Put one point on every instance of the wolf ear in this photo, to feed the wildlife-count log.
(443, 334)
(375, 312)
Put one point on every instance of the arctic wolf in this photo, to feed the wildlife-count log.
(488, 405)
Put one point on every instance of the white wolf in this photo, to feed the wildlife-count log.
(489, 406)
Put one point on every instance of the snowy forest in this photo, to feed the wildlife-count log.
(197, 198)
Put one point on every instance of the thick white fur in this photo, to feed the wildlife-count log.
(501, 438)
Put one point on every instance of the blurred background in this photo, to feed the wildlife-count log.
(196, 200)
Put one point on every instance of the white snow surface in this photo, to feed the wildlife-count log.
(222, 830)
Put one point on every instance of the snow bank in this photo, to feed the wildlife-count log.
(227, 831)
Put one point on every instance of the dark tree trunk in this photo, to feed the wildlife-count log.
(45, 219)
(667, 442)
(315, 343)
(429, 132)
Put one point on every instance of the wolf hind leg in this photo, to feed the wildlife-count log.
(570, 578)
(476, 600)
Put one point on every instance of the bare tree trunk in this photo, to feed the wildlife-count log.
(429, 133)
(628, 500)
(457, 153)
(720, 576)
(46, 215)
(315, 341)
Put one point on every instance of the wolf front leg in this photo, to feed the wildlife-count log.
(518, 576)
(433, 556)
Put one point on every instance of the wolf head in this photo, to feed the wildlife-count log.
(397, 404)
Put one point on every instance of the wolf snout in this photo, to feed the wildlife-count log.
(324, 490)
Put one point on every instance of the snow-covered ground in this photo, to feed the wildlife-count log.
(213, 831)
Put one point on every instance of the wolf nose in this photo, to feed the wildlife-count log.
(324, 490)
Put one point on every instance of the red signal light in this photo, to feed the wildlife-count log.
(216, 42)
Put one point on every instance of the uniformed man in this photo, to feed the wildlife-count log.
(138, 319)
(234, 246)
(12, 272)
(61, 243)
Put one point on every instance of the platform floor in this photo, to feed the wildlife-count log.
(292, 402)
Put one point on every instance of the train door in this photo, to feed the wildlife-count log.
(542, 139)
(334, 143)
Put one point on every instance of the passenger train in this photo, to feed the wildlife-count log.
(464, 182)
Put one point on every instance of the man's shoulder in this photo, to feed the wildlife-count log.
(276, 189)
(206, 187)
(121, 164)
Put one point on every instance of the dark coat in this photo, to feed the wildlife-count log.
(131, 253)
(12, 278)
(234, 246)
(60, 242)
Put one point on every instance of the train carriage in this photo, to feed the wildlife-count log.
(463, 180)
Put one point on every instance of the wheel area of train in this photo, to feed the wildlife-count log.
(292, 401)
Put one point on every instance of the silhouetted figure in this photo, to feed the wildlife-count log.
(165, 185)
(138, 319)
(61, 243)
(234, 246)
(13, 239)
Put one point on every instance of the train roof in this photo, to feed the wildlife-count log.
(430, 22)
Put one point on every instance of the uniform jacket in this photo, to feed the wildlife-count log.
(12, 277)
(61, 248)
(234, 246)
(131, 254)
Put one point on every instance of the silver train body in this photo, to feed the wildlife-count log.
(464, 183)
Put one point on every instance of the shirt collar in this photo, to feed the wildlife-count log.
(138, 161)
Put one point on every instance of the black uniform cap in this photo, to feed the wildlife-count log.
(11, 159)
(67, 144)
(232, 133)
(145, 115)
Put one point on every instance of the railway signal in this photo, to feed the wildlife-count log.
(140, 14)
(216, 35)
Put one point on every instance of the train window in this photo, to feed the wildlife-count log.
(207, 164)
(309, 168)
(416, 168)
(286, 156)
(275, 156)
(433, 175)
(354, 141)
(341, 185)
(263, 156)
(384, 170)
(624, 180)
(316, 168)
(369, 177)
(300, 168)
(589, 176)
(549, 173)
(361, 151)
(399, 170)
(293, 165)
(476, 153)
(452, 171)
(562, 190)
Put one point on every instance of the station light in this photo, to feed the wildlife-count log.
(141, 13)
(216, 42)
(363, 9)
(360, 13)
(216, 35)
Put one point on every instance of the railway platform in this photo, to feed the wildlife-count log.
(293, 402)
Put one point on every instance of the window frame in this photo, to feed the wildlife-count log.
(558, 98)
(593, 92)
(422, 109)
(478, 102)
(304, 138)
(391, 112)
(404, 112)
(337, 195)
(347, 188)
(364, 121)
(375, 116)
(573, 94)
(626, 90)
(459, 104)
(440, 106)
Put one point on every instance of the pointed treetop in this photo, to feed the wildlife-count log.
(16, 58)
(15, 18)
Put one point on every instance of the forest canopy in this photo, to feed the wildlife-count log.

· · · · ·

(EXERCISE DIRECTIONS):
Please repeat the listing exactly, with nothing left out.

(ANSWER FOR THE TASK):
Put one point on every instance of the wolf ear in this photo, to feed the wildlife-count log.
(443, 334)
(375, 312)
Put one point on every instance of the arctic wolf in this photo, to feed the wildlife-count log.
(488, 405)
Put one point on every instance of the white wolf in this photo, to feed the wildlife-count log.
(489, 406)
Put one point on every instance of the snowy forest in this photo, to feed the wildlife-count log.
(197, 198)
Put one point on every instance of the thick white fur in this photo, to feed the wildlife-count log.
(501, 438)
Put one point on every instance of the blurred background in this photo, to feed the wildlife-count log.
(196, 200)
Put one point on every instance of the white snow surface in this photo, to feed the wildlife-count log.
(222, 830)
Put one point on every instance of the snow bank in this photo, to feed the wildlife-count log.
(227, 831)
Put one point on every instance of the dark tree trunk in this photo, to feed the wildlife-count log.
(45, 219)
(667, 442)
(315, 343)
(429, 132)
Put one point on every instance of the wolf hind leg in this photo, to feed the wildlife-count log.
(570, 578)
(476, 600)
Put one point on every instance of the bare tree trunk in this photo, to feed the wildlife-count log.
(429, 133)
(628, 500)
(457, 153)
(720, 576)
(46, 215)
(315, 341)
Put one point on every instance of the wolf front leg in this photo, to feed the wildlife-count log.
(518, 576)
(433, 556)
Put one point on every instance of the wolf head in this photo, to feed the wildlife-count log.
(397, 404)
Put one point on every instance of the wolf snout in this photo, to feed the wildlife-count log.
(324, 490)
Put one point on every instance of the snow-covered ground in this photo, to feed the wildlife-count log.
(213, 831)
Put one point on every instance of the wolf nose in this photo, to feed the wildlife-count log.
(324, 490)
Put one point on every instance of the red signal light in this photo, to feed the wildlife-count log.
(216, 42)
Put one point on every instance of the uniformed man in this photo, to feed the wildlife-count log.
(138, 319)
(234, 246)
(12, 272)
(61, 243)
Put one point on every instance of the platform floor in this photo, to feed the wildlife-count log.
(292, 402)
Put one point on every instance of the train door in this photo, to feed the wildlife-count log.
(542, 139)
(334, 143)
Put one point on every instance of the passenger train in this photo, to feed the wildlife-count log.
(464, 182)
Put one point on every instance of the man's shoulder in this photo, to feed the wildlife-count log.
(276, 189)
(206, 187)
(121, 164)
Put one point on every instance of the dark coat in this photo, to feed the wildlife-count log.
(131, 253)
(12, 278)
(234, 246)
(60, 242)
Put one point on every instance of the train carriage in this photo, to feed the wildlife-count log.
(463, 180)
Put one point on every instance of the wheel area of train in this photo, to feed the wildlife-count log.
(292, 401)
Put one point on every instance of the silhouetted figure in this photo, to feed the wildlife-count log.
(165, 185)
(138, 319)
(61, 243)
(234, 246)
(13, 239)
Put one point on every instance of the train roof in this photo, to feed the wildlife-count log.
(430, 22)
Put one point on every instance of the uniform jacket in this photo, to feed the wildlife-count log.
(12, 277)
(61, 248)
(234, 246)
(131, 254)
Put one point on every instance of the silver train body in this photo, to feed the wildlife-count log.
(464, 183)
Put one point on every instance of the shirt collar in this photo, to feed the wildlife-count log.
(138, 161)
Put one point on every instance of the black uniform cap in this photo, to feed the wildlife-count log.
(11, 159)
(67, 144)
(232, 133)
(145, 115)
Put one point on every instance of the railway signal in this photo, to feed the wildlife-count log.
(140, 14)
(216, 35)
Put one point on every instance of the train window in this photo, to feed the wildlife-count log.
(207, 164)
(309, 168)
(416, 168)
(286, 156)
(275, 156)
(433, 175)
(354, 141)
(341, 185)
(263, 156)
(384, 170)
(624, 180)
(316, 168)
(369, 177)
(300, 168)
(589, 176)
(549, 173)
(361, 151)
(399, 170)
(293, 165)
(476, 153)
(452, 171)
(562, 190)
Put one point on every instance of the station light in this photo, to feed the wildlife-count log.
(141, 13)
(216, 42)
(363, 9)
(360, 13)
(216, 35)
Put one point on every instance of the railway platform in this photo, to feed the wildlife-count log.
(293, 402)
Put one point on every instance of the window frame in this photo, to feed the wildlife-count log.
(558, 98)
(593, 92)
(422, 109)
(478, 102)
(304, 138)
(391, 112)
(404, 112)
(337, 195)
(347, 188)
(364, 121)
(375, 116)
(573, 94)
(626, 90)
(459, 104)
(440, 106)
Put one point on every instance of the pointed treetop in this photo, to feed the wildlife-count log.
(16, 58)
(15, 18)
Put one point on every instance of the forest canopy in this photo, to feed the wildlife-count log.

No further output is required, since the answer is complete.